▸ Article
>> start

INDIA | Friday, 12 February 2016 | Views [212]

I had agreed to meet Manidhamma beneath the Bodhi Tree at 8am and had gotten up a bit earlier to spend some time there alone. Not for the first time I found myself in an irritable mood which I tried to shake off by circumambulations and then sitting quietly. Neither stratagem worked particularly well and I was struck by the difference between my mood and that of two beaming Tibetan monks who posed, arm in arm, for a photograph before me. They did cheer me up mind.

I eventually found Manidhamma beckoning to me from beneath the Bodhi Tree at around 8.15 and rather self  consciously recited the refuges and precepts with him before settling down for half an hour of meditation, which I was very glad to do. Fairly soon into the meditation a Bodhi leaf fell from the tree, landed on my knee and fell to the floor in front of me. An auspicious sign? A minute or so later three rather more heavy, wetter and softer objects fell in quick succession, landing on my new jeans and shirt with an ominous splat. Bird droppings of course. 

I tried to take these gifts as a teaching on equanimity, the accepting of the ups/downs, good and ills of phenomenal existence. I wish one of my fellow 'pilgrims' had thought the same, hovering and then stooping to pick up the auspicious Bodhi leaf without caring to wipe the bird droppings from my clothing. I could say another teaching but that verges on the tiresome.

After meditating and wandering around the Stupa site, Manidhamma and I removed ourselves for an English breakfast at Mohammad's, where we had also dined the previous night after an excursion to Sujata's stupa and temple just over the river from Bodh Gaya and a short walk or Chug Chug drive away. I was glad to do this, taking ourselves to farming country, looking beautiful in the soft twilight. It was another side to Bodh Gaya, away from the tourist bustle and begging, and I was able to imagine, however accurately or not, the Buddha, emaciated from his austerities, walking down from his mountain retreat and receiving the milk rice from Sujata that would give him the strenght to move on to Bodh Gaya and Enlightenment.

Breakfast consumed, I returned to my hotel to pack and say fond farewells to the management and staff who had been so welcoming and friendly. Having booked in in error (Manidhama had got the name mixed up) for a while I had been one of three guests I think, though in the last few days I'd been joined by a group of Korean pilgrims who would stay up in the evenings singing lilting and beautiful songs.

So, farewells made and a couple of opportunities to tip regrettably passed over, Manidhamma, myself and our driver, Guddu, set out for the first of our stops on our/my pilgrimage, this being Rajgir, ancient Rajagriha. We started by visiting what is left of the mango grove, or 'Squirrels' Feeding Ground' gifted to the Buddha by King Bimbisara and then spent a little while checking out the hot springs, more of a HIndu thing (sorry cannot think of a better word). These looked quite fun and I would not have minded joining the hindu men, young and old, in their ablutions had I had more courage and a much easier opportunity. Manidhamma did not seem very keen on the idea.

From the springs to our lodge in Nalanda, which at first glance brought to mind a comment made by my brother, often quoted by my mother, at a hotel on a holiday in Paris that it was not 'up to our usual standards'. ANYWAY, I soon got used to the place, helped by the thought that it was only for the one night, had a decent Indian meal with Guddu and Manidharma and even a pretty good night's sleep.

>> end

▸ What this task involves
Answer these questions from the travel entry:
(a) At what time had the writer agreed to meet Manidhamma beneath the Bodhi Tree?
(b) Who gifted the mango grove, or "Squirrels' Feeding Ground," to the Buddha?
(c) What was the name of the driver who set out with the writer and Manidhamma?
The material comes from a separate source, unrelated to the entry.

▸ Data provided
>> start

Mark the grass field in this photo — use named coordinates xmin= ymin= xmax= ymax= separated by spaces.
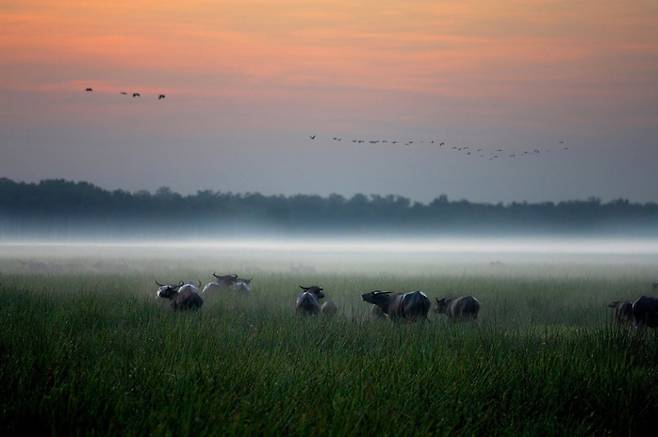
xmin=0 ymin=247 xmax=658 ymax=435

>> end

▸ Solution for this problem
(a) 8am
(b) King Bimbisara
(c) Guddu